[MATERIAL PROVIDED — start]

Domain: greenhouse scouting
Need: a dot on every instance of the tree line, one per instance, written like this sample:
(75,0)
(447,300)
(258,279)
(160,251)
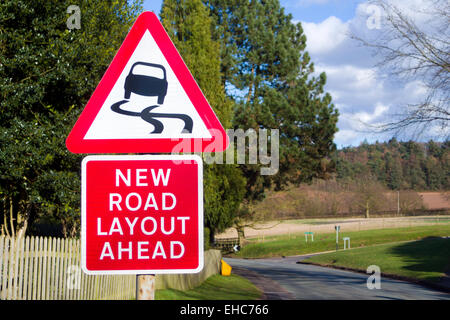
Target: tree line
(397,165)
(248,57)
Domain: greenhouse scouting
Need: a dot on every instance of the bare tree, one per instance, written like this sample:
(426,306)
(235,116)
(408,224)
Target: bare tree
(415,50)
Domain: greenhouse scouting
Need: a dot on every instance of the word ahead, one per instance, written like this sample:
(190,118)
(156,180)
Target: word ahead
(142,214)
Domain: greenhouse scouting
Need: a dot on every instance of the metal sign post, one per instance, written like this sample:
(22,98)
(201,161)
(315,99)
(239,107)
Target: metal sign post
(337,228)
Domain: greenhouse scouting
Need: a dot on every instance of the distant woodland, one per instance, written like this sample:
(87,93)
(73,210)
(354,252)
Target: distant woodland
(397,165)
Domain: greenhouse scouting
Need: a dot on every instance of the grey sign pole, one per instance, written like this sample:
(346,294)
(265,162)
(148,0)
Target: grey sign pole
(337,236)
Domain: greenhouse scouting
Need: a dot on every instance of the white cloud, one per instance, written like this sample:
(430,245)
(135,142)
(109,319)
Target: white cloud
(325,36)
(362,93)
(305,3)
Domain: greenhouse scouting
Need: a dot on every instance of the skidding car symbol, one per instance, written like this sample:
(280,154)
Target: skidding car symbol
(146,85)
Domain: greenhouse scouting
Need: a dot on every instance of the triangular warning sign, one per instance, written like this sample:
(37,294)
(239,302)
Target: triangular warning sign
(147,102)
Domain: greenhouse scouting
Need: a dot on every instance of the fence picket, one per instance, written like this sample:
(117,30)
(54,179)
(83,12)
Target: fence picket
(19,259)
(2,243)
(5,268)
(11,269)
(48,268)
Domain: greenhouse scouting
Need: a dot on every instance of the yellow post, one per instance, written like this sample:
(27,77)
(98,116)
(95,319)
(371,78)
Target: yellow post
(226,268)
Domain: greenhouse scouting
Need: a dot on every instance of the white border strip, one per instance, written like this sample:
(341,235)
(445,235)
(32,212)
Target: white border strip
(175,158)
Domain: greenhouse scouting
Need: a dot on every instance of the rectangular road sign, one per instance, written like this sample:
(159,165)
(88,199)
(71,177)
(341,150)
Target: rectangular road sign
(142,214)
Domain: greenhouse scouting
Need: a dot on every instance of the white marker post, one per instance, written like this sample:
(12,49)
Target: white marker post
(337,236)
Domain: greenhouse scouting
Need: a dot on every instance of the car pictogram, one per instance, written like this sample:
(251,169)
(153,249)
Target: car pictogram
(146,85)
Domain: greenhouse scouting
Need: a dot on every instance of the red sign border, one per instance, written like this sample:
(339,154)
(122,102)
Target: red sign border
(147,20)
(194,158)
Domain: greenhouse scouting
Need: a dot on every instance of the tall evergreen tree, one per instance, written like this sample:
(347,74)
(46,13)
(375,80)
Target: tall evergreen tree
(270,74)
(189,26)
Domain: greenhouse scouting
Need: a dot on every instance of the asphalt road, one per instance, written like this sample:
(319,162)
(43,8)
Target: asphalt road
(288,280)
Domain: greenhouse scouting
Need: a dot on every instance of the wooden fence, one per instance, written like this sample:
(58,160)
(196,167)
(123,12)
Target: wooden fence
(37,268)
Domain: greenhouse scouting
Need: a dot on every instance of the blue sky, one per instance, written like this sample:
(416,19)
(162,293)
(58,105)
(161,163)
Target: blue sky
(362,93)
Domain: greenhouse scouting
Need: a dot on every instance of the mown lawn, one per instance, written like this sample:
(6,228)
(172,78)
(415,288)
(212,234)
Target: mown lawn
(426,260)
(296,245)
(216,287)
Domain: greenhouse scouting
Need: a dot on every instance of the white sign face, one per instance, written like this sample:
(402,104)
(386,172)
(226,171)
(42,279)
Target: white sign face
(147,101)
(147,65)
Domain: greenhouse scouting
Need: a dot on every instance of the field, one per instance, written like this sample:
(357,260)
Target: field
(295,244)
(425,260)
(298,226)
(217,287)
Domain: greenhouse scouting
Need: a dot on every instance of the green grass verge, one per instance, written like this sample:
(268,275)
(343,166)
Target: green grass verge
(425,260)
(216,287)
(296,245)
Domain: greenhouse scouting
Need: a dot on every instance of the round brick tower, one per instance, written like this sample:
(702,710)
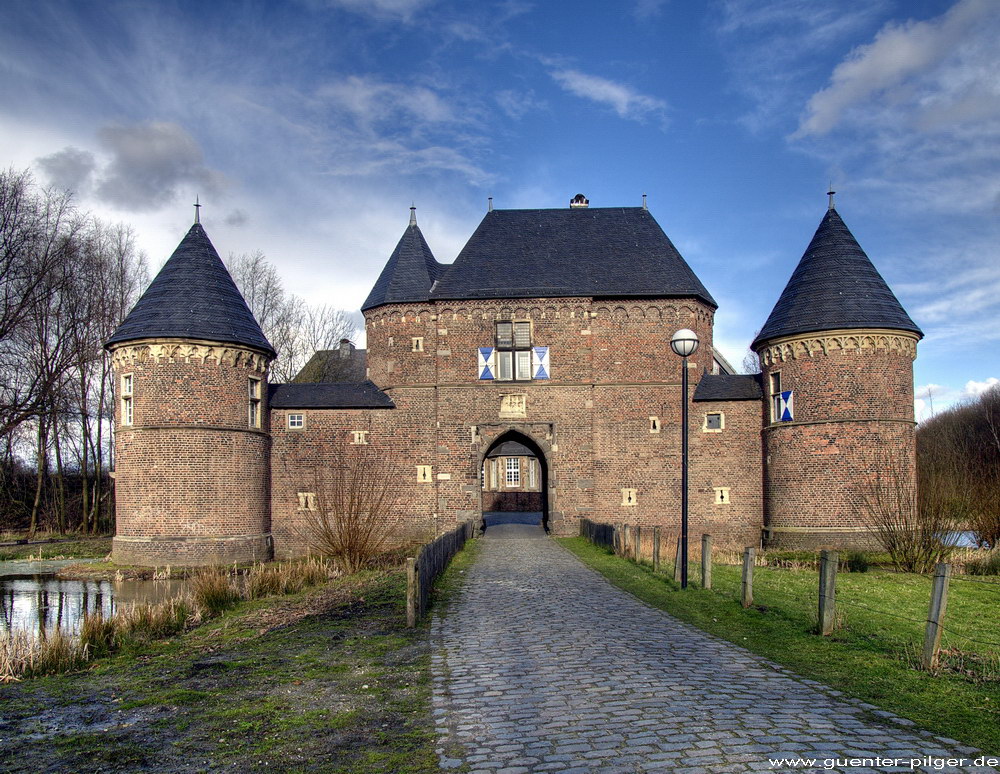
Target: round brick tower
(191,422)
(837,360)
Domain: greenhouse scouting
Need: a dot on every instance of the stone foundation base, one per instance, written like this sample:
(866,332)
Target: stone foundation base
(808,539)
(191,551)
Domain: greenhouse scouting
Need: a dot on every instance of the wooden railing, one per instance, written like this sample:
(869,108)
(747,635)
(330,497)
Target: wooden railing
(430,561)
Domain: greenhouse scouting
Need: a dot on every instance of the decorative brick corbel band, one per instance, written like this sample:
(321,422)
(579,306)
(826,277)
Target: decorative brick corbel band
(188,351)
(825,342)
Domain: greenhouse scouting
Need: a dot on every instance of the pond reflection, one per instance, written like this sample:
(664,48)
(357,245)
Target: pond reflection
(38,602)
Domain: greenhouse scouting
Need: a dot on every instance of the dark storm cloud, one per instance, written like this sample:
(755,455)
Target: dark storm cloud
(149,163)
(70,169)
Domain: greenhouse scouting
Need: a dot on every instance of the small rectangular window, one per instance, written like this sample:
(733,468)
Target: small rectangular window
(513,472)
(127,405)
(505,335)
(775,396)
(505,361)
(253,395)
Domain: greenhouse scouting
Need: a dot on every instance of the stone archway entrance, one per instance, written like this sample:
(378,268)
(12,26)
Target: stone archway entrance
(514,476)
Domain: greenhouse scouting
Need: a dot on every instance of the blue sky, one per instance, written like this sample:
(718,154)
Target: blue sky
(308,128)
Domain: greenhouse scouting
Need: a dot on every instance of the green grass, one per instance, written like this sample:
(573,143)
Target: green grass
(871,656)
(83,548)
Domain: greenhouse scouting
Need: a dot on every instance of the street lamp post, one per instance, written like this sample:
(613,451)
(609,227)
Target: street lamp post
(684,343)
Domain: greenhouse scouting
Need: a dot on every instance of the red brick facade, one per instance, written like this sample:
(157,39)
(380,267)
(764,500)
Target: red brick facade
(198,483)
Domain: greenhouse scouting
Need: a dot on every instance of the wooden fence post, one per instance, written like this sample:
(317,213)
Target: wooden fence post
(706,561)
(748,559)
(411,592)
(935,615)
(828,561)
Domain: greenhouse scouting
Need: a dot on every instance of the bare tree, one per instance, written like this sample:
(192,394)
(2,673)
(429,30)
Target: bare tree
(295,329)
(353,518)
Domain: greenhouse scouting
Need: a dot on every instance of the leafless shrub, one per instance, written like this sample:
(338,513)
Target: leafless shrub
(355,517)
(910,525)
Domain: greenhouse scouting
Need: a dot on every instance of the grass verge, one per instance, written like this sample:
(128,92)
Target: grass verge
(328,679)
(871,662)
(82,548)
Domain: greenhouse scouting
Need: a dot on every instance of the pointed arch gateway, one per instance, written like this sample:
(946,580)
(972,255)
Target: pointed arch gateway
(514,472)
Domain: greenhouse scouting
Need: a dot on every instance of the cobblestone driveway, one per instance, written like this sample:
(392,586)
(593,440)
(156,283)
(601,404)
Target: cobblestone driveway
(542,665)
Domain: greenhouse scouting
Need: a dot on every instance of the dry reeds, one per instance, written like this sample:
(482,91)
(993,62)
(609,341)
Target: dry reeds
(214,590)
(22,655)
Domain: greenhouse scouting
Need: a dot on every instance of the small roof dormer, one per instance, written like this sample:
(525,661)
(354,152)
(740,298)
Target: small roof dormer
(835,286)
(409,273)
(193,297)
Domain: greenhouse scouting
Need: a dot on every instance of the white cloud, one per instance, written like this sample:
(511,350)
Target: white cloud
(623,99)
(149,163)
(900,53)
(931,399)
(402,10)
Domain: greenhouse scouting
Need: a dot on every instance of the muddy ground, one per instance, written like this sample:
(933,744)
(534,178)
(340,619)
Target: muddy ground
(328,680)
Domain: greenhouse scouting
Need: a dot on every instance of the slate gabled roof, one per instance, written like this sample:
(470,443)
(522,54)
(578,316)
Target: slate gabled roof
(193,297)
(728,387)
(605,251)
(328,395)
(834,286)
(408,274)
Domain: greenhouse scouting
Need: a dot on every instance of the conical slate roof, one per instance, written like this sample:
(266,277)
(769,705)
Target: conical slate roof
(585,251)
(834,286)
(193,297)
(408,274)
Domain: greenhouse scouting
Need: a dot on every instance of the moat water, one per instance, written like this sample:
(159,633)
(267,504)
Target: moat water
(34,600)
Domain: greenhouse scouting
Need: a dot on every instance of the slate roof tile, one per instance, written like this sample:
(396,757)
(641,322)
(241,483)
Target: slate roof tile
(328,395)
(728,387)
(835,285)
(193,297)
(408,274)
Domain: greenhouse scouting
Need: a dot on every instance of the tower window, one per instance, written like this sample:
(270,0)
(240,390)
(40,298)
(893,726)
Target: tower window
(253,395)
(776,396)
(127,407)
(513,350)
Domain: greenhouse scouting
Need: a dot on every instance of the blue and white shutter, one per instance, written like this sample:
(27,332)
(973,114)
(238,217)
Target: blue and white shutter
(786,407)
(487,363)
(540,363)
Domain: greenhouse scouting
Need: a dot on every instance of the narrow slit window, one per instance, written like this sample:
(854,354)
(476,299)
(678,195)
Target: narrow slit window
(127,406)
(253,395)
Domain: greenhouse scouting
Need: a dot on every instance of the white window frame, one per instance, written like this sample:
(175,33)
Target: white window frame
(722,422)
(512,472)
(128,406)
(253,402)
(514,350)
(774,384)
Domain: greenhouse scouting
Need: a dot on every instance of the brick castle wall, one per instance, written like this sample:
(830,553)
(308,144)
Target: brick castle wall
(192,476)
(853,399)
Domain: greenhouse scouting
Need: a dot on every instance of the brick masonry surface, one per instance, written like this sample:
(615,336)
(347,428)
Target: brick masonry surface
(541,665)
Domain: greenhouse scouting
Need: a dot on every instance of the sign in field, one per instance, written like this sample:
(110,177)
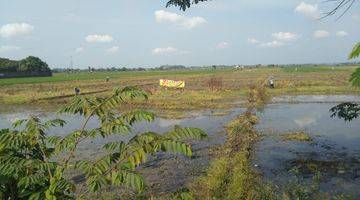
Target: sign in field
(172,83)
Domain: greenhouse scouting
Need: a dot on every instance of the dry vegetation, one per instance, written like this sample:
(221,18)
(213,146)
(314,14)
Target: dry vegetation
(204,89)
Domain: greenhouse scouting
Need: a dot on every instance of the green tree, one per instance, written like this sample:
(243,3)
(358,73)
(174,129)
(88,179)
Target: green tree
(32,64)
(33,165)
(183,4)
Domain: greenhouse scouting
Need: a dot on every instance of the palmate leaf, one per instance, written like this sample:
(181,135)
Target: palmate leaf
(13,140)
(96,182)
(32,180)
(355,77)
(136,116)
(355,52)
(116,145)
(122,124)
(186,133)
(172,146)
(346,111)
(128,179)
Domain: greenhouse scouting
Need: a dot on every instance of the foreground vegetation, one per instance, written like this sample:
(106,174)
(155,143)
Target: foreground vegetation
(34,165)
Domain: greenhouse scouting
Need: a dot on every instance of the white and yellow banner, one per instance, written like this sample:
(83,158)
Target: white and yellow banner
(172,83)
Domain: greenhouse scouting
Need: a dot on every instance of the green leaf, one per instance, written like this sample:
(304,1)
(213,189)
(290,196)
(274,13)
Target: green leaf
(355,77)
(186,133)
(355,52)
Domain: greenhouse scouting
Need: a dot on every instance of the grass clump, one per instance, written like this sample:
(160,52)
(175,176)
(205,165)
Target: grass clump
(230,176)
(299,136)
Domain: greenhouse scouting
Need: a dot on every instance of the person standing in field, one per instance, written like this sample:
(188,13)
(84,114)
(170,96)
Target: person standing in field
(77,91)
(271,82)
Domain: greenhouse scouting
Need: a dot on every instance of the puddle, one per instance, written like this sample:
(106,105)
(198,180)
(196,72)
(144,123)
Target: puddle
(334,150)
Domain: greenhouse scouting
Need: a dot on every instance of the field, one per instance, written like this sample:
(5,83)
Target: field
(198,93)
(212,99)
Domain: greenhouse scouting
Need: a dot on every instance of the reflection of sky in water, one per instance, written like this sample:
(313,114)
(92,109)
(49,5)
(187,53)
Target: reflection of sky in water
(335,140)
(272,153)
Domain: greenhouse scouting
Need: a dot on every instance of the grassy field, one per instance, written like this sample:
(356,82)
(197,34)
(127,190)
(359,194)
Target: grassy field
(56,90)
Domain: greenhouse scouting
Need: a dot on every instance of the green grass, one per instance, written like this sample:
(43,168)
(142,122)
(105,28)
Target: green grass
(62,77)
(306,69)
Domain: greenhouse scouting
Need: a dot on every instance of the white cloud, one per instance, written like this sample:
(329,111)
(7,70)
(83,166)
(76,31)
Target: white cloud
(15,29)
(79,50)
(113,49)
(341,33)
(6,48)
(163,16)
(253,41)
(356,17)
(272,44)
(321,34)
(168,50)
(308,10)
(223,45)
(99,38)
(164,50)
(285,36)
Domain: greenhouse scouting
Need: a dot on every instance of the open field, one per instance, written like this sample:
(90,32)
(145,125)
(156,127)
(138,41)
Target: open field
(56,90)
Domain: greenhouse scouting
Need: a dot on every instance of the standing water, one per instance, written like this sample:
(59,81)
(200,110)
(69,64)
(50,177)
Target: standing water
(333,151)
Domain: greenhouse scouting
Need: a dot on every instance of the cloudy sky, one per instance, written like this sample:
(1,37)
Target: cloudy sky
(135,33)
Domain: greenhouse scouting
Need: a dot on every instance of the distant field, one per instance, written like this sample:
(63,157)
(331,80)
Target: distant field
(58,89)
(61,77)
(315,69)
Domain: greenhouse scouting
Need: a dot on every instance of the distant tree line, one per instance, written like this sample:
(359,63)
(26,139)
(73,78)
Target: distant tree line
(30,64)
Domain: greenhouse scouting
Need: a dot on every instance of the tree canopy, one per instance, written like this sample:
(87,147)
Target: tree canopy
(29,64)
(183,4)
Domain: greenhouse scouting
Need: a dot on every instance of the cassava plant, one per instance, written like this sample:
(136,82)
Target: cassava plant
(33,165)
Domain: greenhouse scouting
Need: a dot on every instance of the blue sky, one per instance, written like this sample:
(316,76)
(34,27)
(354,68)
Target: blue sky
(138,33)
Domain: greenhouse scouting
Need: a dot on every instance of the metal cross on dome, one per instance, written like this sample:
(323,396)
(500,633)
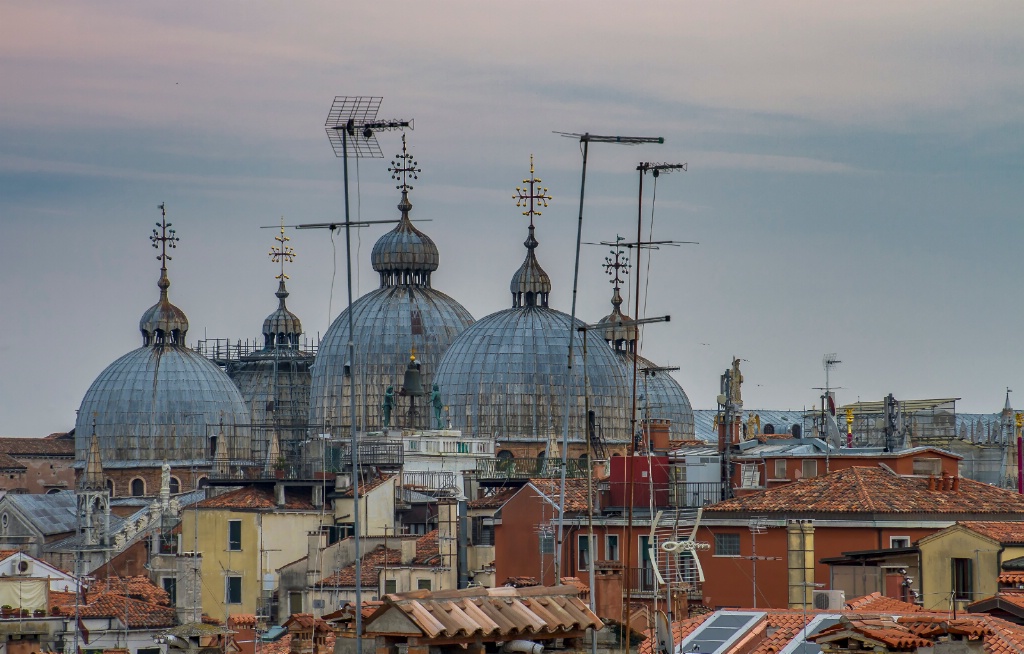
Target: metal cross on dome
(282,253)
(529,198)
(165,237)
(403,167)
(615,266)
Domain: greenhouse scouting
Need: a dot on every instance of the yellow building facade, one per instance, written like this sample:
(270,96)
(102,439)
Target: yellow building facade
(244,536)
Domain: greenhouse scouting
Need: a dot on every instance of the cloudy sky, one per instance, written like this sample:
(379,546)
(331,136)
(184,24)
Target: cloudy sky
(855,177)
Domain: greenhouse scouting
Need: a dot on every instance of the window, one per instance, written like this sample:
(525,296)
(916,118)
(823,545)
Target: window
(232,590)
(726,545)
(809,469)
(235,535)
(779,469)
(583,552)
(611,547)
(963,579)
(171,585)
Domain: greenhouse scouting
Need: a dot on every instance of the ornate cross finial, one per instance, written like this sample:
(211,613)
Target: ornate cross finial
(617,265)
(532,195)
(403,167)
(282,253)
(165,237)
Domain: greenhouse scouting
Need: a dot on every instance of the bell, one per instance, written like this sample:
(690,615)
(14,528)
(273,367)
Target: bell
(413,385)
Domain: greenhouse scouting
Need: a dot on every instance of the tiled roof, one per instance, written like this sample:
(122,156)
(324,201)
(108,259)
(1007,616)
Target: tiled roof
(255,497)
(376,558)
(494,502)
(576,492)
(492,614)
(427,552)
(873,490)
(878,603)
(1003,532)
(38,446)
(366,486)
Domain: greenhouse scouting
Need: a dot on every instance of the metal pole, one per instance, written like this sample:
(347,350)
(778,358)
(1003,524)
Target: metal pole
(568,376)
(351,405)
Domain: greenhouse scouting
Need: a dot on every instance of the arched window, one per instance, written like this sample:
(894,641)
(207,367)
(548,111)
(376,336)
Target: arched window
(137,487)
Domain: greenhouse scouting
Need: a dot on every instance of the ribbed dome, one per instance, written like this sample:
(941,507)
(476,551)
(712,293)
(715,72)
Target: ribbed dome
(404,255)
(282,326)
(659,396)
(159,404)
(390,323)
(506,375)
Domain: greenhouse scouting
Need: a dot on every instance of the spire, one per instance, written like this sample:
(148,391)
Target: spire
(404,256)
(282,328)
(530,285)
(163,323)
(620,338)
(93,477)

[MATERIAL PROVIDED — finish]

**WHAT IS REQUIRED**. Pictures are to be left out; otherwise, retype exactly the lines from the first line of the data through the line containing "Need: a dot on every instance of the word".

**SOLVED EXERCISE**.
Domain: greenhouse scouting
Need: a dot on every instance of the tree line, one per instance, written like this sample:
(75,0)
(447,300)
(258,279)
(160,251)
Target: tree line
(397,165)
(248,57)
Domain: greenhouse scouting
Need: a dot on every instance of the bare tree, one per instance, written like this sample:
(426,306)
(235,116)
(408,224)
Target: bare tree
(415,50)
Domain: greenhouse scouting
Need: a dot on every instance of the word ahead, one per instance, written like this sample:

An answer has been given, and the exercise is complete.